Both the line containing "like x=118, y=377." and the last line of the listing are included: write out exactly the lines from one to the other.

Records from a data collection

◇ ◇ ◇ ◇ ◇ ◇ ◇

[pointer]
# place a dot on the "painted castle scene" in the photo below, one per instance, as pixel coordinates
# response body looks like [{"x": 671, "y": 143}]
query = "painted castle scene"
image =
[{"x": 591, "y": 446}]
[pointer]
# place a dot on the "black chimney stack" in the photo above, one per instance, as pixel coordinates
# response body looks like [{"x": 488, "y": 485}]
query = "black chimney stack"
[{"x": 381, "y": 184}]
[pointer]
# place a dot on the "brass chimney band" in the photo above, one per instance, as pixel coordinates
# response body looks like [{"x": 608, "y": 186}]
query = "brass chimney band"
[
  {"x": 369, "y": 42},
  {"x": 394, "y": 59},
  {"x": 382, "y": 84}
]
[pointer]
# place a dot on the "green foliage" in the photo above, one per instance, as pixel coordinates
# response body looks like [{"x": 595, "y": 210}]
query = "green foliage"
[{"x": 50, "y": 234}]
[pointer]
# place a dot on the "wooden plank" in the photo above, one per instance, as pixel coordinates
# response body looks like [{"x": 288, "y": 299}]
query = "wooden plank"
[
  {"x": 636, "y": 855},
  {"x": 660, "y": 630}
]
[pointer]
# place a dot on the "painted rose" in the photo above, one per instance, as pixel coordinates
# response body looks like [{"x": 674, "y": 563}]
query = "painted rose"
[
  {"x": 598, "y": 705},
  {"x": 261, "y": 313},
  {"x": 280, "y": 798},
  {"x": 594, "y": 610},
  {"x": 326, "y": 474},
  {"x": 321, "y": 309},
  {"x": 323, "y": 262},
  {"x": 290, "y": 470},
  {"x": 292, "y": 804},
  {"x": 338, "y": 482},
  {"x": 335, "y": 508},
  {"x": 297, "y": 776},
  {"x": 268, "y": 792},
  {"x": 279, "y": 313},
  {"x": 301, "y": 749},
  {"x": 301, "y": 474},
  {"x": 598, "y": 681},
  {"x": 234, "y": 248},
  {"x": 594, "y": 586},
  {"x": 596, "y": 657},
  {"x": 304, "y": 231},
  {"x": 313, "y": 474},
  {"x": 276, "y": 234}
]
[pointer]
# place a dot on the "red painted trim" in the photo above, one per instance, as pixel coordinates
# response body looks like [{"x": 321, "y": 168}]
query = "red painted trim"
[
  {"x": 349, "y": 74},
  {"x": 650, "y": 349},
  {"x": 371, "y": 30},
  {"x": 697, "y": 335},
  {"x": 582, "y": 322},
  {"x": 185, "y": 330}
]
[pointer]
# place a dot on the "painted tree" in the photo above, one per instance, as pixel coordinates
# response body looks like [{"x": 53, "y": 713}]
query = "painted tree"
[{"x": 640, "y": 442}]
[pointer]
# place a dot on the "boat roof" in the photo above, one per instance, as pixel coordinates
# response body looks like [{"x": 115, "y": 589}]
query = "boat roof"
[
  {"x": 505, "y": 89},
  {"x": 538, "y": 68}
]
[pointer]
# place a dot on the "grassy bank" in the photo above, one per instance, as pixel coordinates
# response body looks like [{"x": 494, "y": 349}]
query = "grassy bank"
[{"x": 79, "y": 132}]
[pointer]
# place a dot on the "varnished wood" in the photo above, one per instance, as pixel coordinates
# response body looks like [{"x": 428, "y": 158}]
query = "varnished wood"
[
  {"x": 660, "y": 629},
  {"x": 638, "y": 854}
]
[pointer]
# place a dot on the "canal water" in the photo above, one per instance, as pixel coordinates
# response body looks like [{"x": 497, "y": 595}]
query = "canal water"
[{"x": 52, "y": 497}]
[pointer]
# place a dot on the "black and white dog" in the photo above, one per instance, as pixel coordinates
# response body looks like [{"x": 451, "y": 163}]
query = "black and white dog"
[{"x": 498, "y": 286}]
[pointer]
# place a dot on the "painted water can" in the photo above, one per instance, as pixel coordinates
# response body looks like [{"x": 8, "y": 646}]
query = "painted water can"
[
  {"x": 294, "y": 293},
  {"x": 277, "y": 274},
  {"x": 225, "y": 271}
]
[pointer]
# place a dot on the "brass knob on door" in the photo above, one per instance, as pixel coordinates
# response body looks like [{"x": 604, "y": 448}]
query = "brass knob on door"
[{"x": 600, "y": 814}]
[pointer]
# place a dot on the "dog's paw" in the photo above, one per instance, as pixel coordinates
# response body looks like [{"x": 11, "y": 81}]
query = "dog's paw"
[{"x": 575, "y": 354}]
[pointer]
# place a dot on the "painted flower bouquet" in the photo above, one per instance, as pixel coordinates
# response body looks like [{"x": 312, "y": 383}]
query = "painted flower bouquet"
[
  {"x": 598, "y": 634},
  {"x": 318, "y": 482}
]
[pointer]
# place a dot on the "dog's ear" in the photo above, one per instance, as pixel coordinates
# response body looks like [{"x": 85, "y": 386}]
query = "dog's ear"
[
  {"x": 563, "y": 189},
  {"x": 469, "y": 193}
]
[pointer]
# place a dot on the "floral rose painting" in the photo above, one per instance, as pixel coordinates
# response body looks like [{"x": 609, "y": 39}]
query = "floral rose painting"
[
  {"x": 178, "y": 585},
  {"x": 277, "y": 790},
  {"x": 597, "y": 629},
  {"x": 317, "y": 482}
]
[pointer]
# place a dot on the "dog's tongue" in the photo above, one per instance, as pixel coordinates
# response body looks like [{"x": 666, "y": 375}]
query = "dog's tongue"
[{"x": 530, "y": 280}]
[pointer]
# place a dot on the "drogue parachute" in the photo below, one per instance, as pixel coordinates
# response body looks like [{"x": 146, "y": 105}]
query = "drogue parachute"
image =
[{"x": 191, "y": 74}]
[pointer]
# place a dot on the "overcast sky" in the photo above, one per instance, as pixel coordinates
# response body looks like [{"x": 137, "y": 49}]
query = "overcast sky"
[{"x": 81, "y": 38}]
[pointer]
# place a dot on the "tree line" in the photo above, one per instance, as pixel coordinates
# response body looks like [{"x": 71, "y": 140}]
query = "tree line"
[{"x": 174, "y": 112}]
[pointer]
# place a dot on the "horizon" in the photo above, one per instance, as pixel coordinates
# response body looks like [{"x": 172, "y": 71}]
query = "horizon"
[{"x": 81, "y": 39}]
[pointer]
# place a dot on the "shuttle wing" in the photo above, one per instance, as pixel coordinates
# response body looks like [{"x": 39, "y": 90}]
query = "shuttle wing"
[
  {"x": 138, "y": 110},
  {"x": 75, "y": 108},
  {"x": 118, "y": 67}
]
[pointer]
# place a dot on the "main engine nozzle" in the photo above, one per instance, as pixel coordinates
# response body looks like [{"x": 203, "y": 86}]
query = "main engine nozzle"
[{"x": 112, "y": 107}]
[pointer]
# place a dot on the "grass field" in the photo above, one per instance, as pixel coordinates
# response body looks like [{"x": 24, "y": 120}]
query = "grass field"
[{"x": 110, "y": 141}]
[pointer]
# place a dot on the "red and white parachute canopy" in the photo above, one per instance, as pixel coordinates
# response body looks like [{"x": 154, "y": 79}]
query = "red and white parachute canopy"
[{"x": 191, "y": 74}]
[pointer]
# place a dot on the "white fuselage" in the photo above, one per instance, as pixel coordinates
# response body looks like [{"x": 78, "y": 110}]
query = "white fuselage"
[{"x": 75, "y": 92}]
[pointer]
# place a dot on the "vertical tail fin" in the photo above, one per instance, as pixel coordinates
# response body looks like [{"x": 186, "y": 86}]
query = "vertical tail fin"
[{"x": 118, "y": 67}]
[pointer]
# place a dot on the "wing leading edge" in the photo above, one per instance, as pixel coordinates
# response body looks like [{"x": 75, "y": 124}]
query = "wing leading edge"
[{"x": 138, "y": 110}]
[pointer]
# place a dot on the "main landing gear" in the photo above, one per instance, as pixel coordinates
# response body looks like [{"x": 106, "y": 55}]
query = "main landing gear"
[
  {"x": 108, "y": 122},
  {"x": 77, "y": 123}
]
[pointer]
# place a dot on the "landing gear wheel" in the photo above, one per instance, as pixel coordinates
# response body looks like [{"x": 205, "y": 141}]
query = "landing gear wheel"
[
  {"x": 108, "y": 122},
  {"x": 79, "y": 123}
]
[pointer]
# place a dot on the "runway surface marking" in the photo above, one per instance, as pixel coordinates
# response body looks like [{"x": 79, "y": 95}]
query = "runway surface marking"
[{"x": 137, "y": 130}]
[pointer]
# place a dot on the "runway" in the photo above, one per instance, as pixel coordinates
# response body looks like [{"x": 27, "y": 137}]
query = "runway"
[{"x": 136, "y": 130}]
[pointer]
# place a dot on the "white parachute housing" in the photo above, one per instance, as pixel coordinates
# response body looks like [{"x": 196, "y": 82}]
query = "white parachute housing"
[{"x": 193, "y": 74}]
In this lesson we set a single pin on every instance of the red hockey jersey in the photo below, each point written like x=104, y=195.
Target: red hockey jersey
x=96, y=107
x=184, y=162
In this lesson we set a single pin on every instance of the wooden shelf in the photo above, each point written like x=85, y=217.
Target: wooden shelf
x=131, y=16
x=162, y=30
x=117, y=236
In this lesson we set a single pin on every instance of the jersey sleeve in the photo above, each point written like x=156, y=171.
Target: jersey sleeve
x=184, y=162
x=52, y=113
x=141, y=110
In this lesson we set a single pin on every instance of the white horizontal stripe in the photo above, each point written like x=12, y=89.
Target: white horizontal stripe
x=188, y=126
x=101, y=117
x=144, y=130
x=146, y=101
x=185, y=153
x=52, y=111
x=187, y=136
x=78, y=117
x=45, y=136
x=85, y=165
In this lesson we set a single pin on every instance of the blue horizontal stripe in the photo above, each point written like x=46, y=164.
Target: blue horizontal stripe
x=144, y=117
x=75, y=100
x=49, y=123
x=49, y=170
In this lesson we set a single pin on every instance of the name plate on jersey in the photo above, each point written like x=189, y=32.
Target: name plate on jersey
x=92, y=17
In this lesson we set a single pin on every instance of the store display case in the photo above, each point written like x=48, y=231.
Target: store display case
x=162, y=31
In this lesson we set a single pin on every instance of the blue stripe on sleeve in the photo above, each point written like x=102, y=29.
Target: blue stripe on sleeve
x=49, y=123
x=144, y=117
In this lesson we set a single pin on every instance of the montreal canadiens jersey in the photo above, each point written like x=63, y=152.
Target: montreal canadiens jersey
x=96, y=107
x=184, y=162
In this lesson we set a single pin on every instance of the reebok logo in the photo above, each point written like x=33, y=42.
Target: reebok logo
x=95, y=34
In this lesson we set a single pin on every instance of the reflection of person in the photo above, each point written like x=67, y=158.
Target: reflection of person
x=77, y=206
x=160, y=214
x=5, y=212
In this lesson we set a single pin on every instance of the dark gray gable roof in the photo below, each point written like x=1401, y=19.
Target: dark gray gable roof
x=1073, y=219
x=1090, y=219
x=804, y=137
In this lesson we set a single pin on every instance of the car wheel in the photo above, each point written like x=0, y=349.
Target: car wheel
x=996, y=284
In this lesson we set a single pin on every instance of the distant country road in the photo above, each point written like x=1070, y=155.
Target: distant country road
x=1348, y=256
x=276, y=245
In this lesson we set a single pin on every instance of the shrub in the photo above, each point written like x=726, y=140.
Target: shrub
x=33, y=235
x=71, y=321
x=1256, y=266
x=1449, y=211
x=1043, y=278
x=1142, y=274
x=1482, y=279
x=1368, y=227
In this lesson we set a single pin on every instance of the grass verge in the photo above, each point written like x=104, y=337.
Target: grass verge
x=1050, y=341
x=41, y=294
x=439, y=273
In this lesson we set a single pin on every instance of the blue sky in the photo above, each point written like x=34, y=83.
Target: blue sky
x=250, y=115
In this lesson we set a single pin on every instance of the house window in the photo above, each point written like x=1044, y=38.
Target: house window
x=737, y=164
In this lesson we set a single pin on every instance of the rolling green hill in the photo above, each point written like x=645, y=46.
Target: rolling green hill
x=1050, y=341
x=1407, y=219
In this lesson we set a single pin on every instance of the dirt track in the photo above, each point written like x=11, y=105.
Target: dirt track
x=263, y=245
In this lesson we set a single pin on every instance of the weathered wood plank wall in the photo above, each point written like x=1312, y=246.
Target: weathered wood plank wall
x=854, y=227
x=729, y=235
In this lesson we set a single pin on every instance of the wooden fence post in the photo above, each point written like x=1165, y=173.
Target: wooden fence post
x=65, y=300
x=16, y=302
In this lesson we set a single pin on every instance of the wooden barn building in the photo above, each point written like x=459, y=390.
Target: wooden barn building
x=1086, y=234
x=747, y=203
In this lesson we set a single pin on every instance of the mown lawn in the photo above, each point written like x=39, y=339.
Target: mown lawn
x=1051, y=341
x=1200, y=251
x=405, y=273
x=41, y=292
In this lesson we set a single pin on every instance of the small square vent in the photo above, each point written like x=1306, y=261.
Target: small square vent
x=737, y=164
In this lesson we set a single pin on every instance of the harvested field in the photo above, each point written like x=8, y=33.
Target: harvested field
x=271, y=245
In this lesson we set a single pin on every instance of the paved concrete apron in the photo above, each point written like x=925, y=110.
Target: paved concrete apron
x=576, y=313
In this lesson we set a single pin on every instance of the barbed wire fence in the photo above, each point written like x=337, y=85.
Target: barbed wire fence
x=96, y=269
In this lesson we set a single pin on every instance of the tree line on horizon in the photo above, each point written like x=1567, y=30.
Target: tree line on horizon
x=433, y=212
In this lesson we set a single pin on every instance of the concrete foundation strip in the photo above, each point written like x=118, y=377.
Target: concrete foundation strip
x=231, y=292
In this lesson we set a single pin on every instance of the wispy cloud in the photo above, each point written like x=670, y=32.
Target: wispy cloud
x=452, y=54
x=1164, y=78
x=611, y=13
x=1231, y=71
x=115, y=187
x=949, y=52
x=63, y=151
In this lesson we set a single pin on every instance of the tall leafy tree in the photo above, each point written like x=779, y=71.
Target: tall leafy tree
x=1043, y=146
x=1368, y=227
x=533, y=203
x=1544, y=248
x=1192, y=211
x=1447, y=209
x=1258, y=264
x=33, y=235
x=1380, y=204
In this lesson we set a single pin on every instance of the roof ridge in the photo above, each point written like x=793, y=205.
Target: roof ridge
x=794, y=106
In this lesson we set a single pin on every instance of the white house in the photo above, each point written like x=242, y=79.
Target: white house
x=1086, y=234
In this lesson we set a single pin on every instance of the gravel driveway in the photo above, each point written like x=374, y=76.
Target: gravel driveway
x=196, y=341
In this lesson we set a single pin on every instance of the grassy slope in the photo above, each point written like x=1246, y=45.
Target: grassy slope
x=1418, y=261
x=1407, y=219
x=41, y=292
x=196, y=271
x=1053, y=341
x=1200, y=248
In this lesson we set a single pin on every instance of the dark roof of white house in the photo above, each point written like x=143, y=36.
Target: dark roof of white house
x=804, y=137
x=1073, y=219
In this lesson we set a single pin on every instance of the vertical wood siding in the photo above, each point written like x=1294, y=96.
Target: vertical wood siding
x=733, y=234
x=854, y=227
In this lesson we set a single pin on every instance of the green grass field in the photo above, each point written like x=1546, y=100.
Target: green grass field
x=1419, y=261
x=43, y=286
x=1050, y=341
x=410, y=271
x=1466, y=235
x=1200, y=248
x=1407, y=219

◇ ◇ ◇ ◇ ◇ ◇ ◇

The reply
In this lesson we set a single pin on every instance of the concrete foundation strip in the photo above, each point written like x=118, y=377.
Target: concrete foundation strip
x=231, y=292
In this lesson we set a single pin on every instance of the wispy cloud in the photo above, each point written like x=670, y=32.
Target: wispy cloud
x=452, y=54
x=1164, y=78
x=611, y=13
x=1231, y=71
x=115, y=187
x=949, y=52
x=63, y=151
In this lesson we set a single pin on every instance of the tall leafy tree in the photo above, each point written like x=779, y=71.
Target: tall leafy tree
x=1043, y=146
x=1368, y=227
x=533, y=203
x=1544, y=248
x=1192, y=211
x=1447, y=209
x=1258, y=264
x=33, y=235
x=1380, y=204
In this lesson we set a single pin on every instance of the roof ridge in the photo above, each point written like x=793, y=205.
Target: roof ridge
x=794, y=106
In this lesson we set a single pin on every instance of the white house in the photo above, each point written like x=242, y=79.
Target: white house
x=1086, y=234
In this lesson we set a single pin on every instance of the gravel driveway in the photo above, each point written like x=374, y=76.
Target: gravel driveway
x=196, y=341
In this lesson we set a single pin on every instance of the grassy slope in the photo above, each point written like x=1246, y=45.
Target: grassy slope
x=1418, y=261
x=1407, y=219
x=41, y=292
x=196, y=271
x=1053, y=341
x=1200, y=248
In this lesson we set a single pin on every instance of the dark roof of white house in the photo above, each point written like x=143, y=36.
Target: dark roof of white house
x=804, y=137
x=1073, y=219
In this lesson we set a single pin on every instance of the vertical wood siding in the photo above, each point written like x=1294, y=96.
Target: vertical wood siding
x=733, y=234
x=854, y=227
In this lesson we set a single pin on every instance of the green grass field in the photo above, each point written like x=1546, y=100.
Target: green grass field
x=1419, y=261
x=43, y=286
x=1050, y=341
x=410, y=271
x=1466, y=235
x=1200, y=248
x=1407, y=219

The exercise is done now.